> _Written tasks_
A: Retype the passage on log engine capacity, starting at the words "What are the" and stopping after "GB/day capacity each.".
B: Write what comes next in the passage on log engine capacity, picking up after its final sentence.

5 TB/day	50 nodes	2x per node
15 TB/day	150 nodes	2x per node

Both values map directly to standard Kubernetes resource specs in your DaemonSet manifest. The engine communicates with your log forwarder via IPC (inter-process communication) — no network hop, no config changes to your existing forwarder.

What are the per-node capacity limits

The engine scales linearly with memory and CPU. Plan your resources based on daily log volume and desired headroom:

Daily volume	Recommended config	Optimization latency	Concurrent events
<10 GB	256 MB heap, 1 thread	<1ms batch	10–100
10–50 GB	512 MB heap, 2 threads	1–2ms batch	100–1K
50–100 GB	1 GB heap, 4 threads	2–5ms batch	1K–10K
100+ GB	2 GB heap, 8 threads	5–10ms batch	10K+

Scaling beyond 150 GB/day: Add more nodes (scale horizontally). Each node's sidecar operates independently — no state sharing, no coordination overhead. A 300 GB/day environment requires ~3 nodes at 100 GB/day capacity each.

Reduction ratio remains constant across volume scales (50–70% for typical application logs) — doesn't degrade as volume increases.

> _Supplied information_

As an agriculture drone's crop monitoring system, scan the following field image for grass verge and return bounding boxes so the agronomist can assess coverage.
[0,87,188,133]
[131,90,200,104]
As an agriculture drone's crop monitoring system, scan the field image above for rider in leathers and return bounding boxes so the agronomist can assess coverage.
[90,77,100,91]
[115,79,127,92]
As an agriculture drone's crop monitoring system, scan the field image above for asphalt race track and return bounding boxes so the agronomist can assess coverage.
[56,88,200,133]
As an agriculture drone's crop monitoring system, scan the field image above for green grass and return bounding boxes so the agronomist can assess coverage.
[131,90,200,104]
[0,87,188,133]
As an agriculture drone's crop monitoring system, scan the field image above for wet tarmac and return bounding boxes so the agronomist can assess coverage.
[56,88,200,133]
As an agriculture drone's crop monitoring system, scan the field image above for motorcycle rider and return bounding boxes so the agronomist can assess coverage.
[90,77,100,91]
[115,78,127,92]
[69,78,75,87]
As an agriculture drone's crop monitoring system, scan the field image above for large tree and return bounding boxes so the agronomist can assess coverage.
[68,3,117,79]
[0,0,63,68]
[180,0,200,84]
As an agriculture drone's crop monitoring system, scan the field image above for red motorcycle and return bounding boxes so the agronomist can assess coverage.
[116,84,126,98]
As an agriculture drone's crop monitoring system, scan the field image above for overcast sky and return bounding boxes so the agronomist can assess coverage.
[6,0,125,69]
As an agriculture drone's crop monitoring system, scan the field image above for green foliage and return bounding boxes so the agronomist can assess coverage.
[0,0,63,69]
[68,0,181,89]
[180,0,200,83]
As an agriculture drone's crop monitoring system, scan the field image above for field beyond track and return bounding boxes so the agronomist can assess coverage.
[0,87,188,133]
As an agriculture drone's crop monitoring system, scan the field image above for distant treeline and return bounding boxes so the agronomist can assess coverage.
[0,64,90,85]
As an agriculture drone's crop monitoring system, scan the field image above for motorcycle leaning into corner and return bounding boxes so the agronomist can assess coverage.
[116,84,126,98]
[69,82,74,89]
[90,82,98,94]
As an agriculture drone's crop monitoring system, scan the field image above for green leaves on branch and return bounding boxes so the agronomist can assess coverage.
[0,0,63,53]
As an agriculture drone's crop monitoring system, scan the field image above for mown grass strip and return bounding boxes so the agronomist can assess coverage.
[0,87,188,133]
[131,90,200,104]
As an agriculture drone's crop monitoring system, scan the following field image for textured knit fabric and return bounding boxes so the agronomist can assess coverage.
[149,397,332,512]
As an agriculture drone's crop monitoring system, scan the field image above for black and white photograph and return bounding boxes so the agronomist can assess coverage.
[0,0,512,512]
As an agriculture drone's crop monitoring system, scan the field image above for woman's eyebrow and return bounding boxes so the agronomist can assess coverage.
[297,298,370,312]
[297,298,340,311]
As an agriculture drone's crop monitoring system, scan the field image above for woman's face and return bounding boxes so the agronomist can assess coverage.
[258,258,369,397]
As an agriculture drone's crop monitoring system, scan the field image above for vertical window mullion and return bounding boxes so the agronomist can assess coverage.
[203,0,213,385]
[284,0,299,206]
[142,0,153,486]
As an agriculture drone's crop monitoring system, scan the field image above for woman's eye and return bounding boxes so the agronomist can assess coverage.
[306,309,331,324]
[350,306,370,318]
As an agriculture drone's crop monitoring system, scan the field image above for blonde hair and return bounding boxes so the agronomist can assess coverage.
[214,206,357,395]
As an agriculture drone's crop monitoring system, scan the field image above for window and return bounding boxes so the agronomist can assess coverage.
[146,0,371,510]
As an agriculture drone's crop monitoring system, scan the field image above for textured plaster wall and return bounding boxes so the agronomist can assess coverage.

> _Results for the exercise_
A:
What are the per-node capacity limits

The engine scales linearly with memory and CPU. Plan your resources based on daily log volume and desired headroom:

Daily volume	Recommended config	Optimization latency	Concurrent events
<10 GB	256 MB heap, 1 thread	<1ms batch	10–100
10–50 GB	512 MB heap, 2 threads	1–2ms batch	100–1K
50–100 GB	1 GB heap, 4 threads	2–5ms batch	1K–10K
100+ GB	2 GB heap, 8 threads	5–10ms batch	10K+

Scaling beyond 150 GB/day: Add more nodes (scale horizontally). Each node's sidecar operates independently — no state sharing, no coordination overhead. A 300 GB/day environment requires ~3 nodes at 100 GB/day capacity each.

B:
How do I know if I need to scale the sidecar

Signs you need more resources:

Sidecar CPU consistently >80% of its limit
Sidecar memory consistently >90% of its limit
Optimization latency increases noticeably (captured in metrics)
Queue depth growing (unprocessed events accumulating)

How to measure:

Enable metrics export: metrics.export.prometheus: true in config
Query Prometheus: histogram_quantile(0.99, rate(engine_process_duration_ms[5m]))
If p99 latency >50ms, consider scaling
Check for backpressure triggers in logs: "input throttled" or "queue full"

How to scale:

Horizontal (recommended): Add more nodes via kubectl scale daemonset ... — DaemonSet auto-deploys the sidecar
Vertical: Increase heap/thread limits on existing nodes — requires rolling restart
Best practice: Horizontal scaling provides better fault isolation and easier operational management

Performance Characteristics

What reduction ratios should I expect

Depends on your log mix. Typical ranges:

Scenario	Reduction
K8s and OTel workloads	50–65%
Highly structured events	up to 8x (87.5%)
Grouped instances (stack traces)	>90%
Edge Optimizer + Storage Streamer combined	80%+

Example: A Kubernetes pod_workers.go event at 1,835 bytes raw becomes 662 bytes compact — 64% reduction. A verbose OTel log at 4,265 bytes becomes 520 bytes — 88% reduction.

Run Dev on your own log files to measure your actual ratio — free, no account needed.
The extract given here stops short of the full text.